(PROVIDED TEXT)

As it happens, instantaneous death and prolonged excruciating torment were not featured in the interactive display.
Once a year NORC had an “open house,” and Easter-Sunday-dressed families toured a cheery cherry-picked selection of offices, labs, and carefully crafted visual displays; unseen powers decided what we would see and what we would not see. I remember standing in the room where my father worked, staring at his gray metal desk, the beige and gray terrazzo flooring speckled like a sparrow’s egg, a large clock on the wall with a dark electrical cord trailing down, incomprehensible instruments and devices on gray metal shelves. The little piles of papers and objects on his desk seemed just like the little piles that my father would make on his workbench at home; like a field biologist tracking a pack rat or an oriole, I recognized the spirit in which he assembled and arranged small objects. But what he did with those objects we could not fathom; something to do with magnetism, he said; then lasers.
Technically, we knew, he was a physicist. In the stratified social world of NORC, hierarchically defined like all government agencies by GS-level, he was a lower-level physicist, a technician, a tinkerer, a kind of weapons-development handyman. For several years he worked on a project called DOOM (Deep Ocean Optical Measurement), designed to “measure to any depth in the ocean spectral attenuation coefficients from 380 to 560 millimicrons through an angular range from six to 92 degrees, and background illumination of both celestial and biological origin.” I have a picture of my father on a ship out on the open ocean, smiling and young, next to a shining sphere full of finely calibrated instruments designed to be lowered into the depths to measure the way light from stars and ghostlike bioluminescent creatures passed through the dark waters.
A booklet describing the project lists my father among eight men who are gratefully acknowledged for their significant contributions to DOOM.

(End PROVIDED TEXT)
(INFORMATION SUPPLIED)

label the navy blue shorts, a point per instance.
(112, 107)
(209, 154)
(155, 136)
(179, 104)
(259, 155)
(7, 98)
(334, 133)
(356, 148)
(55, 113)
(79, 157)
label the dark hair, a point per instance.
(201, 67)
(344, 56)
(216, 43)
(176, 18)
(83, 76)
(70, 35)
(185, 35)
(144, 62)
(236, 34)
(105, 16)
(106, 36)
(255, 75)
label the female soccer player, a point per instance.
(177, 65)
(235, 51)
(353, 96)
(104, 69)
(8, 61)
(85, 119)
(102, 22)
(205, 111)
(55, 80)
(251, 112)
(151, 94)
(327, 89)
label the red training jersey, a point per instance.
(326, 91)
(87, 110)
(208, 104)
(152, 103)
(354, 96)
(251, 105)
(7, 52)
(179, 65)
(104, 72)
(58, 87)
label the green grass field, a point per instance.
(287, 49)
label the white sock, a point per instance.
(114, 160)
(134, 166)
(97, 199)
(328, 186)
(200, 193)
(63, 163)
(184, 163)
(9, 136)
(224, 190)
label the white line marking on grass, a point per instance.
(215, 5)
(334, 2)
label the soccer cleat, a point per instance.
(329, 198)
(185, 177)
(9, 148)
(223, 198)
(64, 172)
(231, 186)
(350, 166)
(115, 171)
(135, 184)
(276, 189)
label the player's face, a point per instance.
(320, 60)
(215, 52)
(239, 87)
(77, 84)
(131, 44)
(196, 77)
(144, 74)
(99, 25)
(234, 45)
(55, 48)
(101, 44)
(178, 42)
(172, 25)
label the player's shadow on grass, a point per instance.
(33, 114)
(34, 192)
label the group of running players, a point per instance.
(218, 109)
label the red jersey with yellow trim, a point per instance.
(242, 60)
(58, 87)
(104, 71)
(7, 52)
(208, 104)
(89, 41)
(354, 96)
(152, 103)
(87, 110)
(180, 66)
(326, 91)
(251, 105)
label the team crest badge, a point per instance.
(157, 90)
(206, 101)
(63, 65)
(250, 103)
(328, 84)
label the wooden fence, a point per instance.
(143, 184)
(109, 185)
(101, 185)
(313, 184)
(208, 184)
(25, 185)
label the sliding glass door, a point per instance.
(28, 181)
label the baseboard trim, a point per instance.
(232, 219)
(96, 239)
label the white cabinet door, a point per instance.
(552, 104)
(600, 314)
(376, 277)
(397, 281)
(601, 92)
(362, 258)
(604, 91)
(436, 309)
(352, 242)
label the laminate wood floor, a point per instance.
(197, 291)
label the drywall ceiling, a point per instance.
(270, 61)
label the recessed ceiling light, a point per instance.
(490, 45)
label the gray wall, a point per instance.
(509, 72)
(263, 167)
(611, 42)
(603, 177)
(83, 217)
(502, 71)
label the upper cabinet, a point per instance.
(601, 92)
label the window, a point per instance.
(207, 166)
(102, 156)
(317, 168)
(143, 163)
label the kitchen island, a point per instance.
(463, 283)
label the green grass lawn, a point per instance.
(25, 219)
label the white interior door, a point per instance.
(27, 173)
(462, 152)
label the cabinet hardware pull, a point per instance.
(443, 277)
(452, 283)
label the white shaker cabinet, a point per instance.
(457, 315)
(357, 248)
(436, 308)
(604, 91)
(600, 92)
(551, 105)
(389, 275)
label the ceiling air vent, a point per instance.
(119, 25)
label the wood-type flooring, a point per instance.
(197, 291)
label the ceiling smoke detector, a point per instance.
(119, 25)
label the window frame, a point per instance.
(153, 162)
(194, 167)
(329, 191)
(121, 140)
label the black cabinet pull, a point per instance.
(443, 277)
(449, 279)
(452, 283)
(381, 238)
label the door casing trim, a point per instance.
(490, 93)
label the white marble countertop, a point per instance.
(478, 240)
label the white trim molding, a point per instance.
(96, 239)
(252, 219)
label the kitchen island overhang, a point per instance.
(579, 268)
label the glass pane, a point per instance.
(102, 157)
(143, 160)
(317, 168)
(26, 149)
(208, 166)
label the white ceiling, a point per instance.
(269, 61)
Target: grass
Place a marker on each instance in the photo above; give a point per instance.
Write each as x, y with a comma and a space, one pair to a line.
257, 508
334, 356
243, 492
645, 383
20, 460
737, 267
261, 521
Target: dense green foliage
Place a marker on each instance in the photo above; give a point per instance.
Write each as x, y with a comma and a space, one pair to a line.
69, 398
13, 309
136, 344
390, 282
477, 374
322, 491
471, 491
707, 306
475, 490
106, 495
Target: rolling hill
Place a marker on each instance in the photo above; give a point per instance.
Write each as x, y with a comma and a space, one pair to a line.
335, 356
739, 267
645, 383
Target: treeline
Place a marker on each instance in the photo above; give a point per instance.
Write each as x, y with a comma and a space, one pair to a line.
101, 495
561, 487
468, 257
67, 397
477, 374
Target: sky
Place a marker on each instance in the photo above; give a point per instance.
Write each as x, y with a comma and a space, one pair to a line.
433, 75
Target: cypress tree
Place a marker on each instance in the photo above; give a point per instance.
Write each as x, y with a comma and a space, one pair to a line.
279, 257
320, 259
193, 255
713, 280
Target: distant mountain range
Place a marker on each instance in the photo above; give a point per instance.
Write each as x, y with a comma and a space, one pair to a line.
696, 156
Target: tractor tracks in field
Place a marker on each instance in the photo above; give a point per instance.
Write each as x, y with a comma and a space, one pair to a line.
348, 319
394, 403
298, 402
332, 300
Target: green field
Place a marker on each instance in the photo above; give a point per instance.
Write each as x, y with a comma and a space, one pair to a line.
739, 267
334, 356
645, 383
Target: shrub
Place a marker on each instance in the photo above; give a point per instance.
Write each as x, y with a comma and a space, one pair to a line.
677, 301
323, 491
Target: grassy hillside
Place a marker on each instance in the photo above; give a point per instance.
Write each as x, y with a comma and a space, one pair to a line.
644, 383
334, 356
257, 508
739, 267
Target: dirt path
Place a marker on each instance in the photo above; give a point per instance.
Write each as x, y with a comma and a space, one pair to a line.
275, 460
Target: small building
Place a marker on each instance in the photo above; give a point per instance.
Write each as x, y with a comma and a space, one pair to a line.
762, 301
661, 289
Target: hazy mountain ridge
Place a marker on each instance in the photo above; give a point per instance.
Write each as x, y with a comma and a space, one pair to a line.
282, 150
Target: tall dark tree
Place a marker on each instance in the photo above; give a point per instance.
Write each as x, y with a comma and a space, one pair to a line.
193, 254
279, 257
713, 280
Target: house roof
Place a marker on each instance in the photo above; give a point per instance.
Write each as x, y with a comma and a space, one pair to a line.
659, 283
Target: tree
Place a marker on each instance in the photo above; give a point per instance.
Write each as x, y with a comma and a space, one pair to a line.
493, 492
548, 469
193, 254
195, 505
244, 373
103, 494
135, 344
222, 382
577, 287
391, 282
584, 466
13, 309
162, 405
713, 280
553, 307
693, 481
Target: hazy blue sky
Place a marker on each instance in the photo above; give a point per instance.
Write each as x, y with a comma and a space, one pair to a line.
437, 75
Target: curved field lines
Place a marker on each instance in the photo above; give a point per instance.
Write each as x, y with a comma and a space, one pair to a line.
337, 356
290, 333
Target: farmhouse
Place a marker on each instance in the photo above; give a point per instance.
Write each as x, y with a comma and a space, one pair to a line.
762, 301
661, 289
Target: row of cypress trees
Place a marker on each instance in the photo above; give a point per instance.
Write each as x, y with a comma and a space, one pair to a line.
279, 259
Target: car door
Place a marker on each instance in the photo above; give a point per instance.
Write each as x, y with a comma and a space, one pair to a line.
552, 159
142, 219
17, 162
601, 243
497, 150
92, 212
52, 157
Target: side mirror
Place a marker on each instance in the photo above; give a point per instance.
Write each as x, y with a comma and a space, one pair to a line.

(End INFORMATION SUPPLIED)

#### CHECK YOUR UNDERSTANDING:
**A.** Copy the passage from the memoir excerpt about NORC, from "Technically, we knew, he" up to and including "the dark waters.".
**B.** Decide whether each statement agrees with the memoir excerpt about NORC, and answer yes or no, quoting the words of the excerpt that settle it: (i) DOOM stood for Deep Ocean Optical Measurement. (ii) At NORC the father ranked as a higher-level physicist. (iii) A booklet on the project names the father as one of eight men acknowledged for their contributions.
**C.** Continue the memoir excerpt about the father's work at NORC, starting after its final sentence.

#### ANSWERS TO THE EXERCISE:
**A.**
Technically, we knew, he was a physicist. In the stratified social world of NORC, hierarchically defined like all government agencies by GS-level, he was a lower-level physicist, a technician, a tinkerer, a kind of weapons-development handyman. For several years he worked on a project called DOOM (Deep Ocean Optical Measurement), designed to “measure to any depth in the ocean spectral attenuation coefficients from 380 to 560 millimicrons through an angular range from six to 92 degrees, and background illumination of both celestial and biological origin.” I have a picture of my father on a ship out on the open ocean, smiling and young, next to a shining sphere full of finely calibrated instruments designed to be lowered into the depths to measure the way light from stars and ghostlike bioluminescent creatures passed through the dark waters.

**B.**
(i) Yes: "For several years he worked on a project called DOOM (Deep Ocean Optical Measurement)."
(ii) No: "he was a lower-level physicist, a technician, a tinkerer, a kind of weapons-development handyman."
(iii) Yes: "A booklet describing the project lists my father among eight men who are gratefully acknowledged for their significant contributions to DOOM."

**C.**
In a way he enjoyed the work itself, the figuring and fashioning and making things work, the same way he enjoyed fiddling at his workbench at home, fixing the toaster or the vacuum cleaner, going to the hardware store, spending long hours browsing through the tools and parts and widgets, looking for just the right screw or clamp or hinge, fitting things together, filing them down, making them work, making them hum. But he hated to think about what it all meant so he didn’t.
The knowledge buried itself in the cells of his body, a slow-acting virus.
This buried knowledge was a constant background noise in our life, an unseen machine humming behind a concrete wall, a low-frequency buzz that never rested, so low that you never quite heard it but without knowing why you were never quite at peace.
I hear the sound of my father limping slowly down the darkened hall as I lie in bed, circling the house, locking doors. Hearing his heavy left foot drag along the floor. I didn’t realize he was limping at the time; it was just the familiar sound of my father’s tread, and it was not until later that my mother finally told me of the autoimmune disease attacking his nerves, unsheathing his myelin, attacking and retreating then attacking again. Like secret divers laying mines in a harbor, autoreactive lymphocytes moved silently through his body, cutting wires, disabling communication, disarming his spine, his legs, his hands, later his urethra, at last the speech center in his brain.
Inside, at the cellular level, silently, he fought his war.